● ACTIVITY LIST:
[A] In the article about the E-Z Pass scam emails, which agency issued the warning, and on what day?
[B] Copy word for word the part of the E-Z Pass scam article starting with "Convincing you that" and going on through "for identity theft.".

● EXTRACT TO READ:
- - - -
So if you got an email from E-Z Pass telling you there was a problem with your credit card, or you received a notice that you were at risk of being penalized for failing to pay tolls, naturally, you'd want to update your account or pay your bill quickly.
Not so fast.
Convincing you that there's a problem with your E-Z Pass account is the ruse behind a new series of scam emails being sent to potentially millions of E-Z Pass users, the Federal Trade Commission warned on Tuesday.
The phishing email looks similar to legitimate ones sent by E-Z Pass.You can see an example of one on the E-Z Pass page. People who click on the emails run the risk of downloading malware that could infect their computers and potentially steal personal information. Those who respond with the requested credit card or bank account information are setting themselves up for identity theft.
The FBI Is on the Case
E-Z Pass warns users to not click on the emails, and notes that the FBI is aware of the scam. Anyone who gets an email from E-Z Pass and isn't sure if it's legitimate is urged to contact their local E-Z Pass service center.
- - - -
● MATERIAL SHOWN:
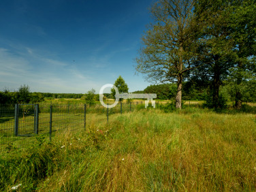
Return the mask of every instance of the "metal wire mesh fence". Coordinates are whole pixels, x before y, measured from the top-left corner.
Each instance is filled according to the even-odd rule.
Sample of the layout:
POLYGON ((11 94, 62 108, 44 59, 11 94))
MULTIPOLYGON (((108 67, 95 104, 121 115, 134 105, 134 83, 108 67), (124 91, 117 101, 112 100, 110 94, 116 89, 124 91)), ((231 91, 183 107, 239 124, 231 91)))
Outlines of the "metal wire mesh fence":
POLYGON ((42 138, 51 140, 61 131, 86 129, 86 114, 102 114, 102 119, 108 122, 110 115, 132 112, 138 107, 143 108, 142 101, 119 102, 112 108, 101 104, 0 106, 0 147, 23 148, 42 138))

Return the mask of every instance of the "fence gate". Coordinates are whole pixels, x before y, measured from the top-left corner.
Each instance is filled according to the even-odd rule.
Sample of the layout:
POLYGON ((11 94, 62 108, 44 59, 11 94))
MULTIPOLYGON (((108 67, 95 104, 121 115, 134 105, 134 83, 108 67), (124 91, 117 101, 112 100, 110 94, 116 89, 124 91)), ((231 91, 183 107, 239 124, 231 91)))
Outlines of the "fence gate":
POLYGON ((38 104, 16 104, 14 135, 31 137, 38 134, 38 104))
- - - -
● RESPONSE LIST:
[A] The Federal Trade Commission, on Tuesday.

[B]
Convincing you that there's a problem with your E-Z Pass account is the ruse behind a new series of scam emails being sent to potentially millions of E-Z Pass users, the Federal Trade Commission warned on Tuesday.
The phishing email looks similar to legitimate ones sent by E-Z Pass.You can see an example of one on the E-Z Pass page. People who click on the emails run the risk of downloading malware that could infect their computers and potentially steal personal information. Those who respond with the requested credit card or bank account information are setting themselves up for identity theft.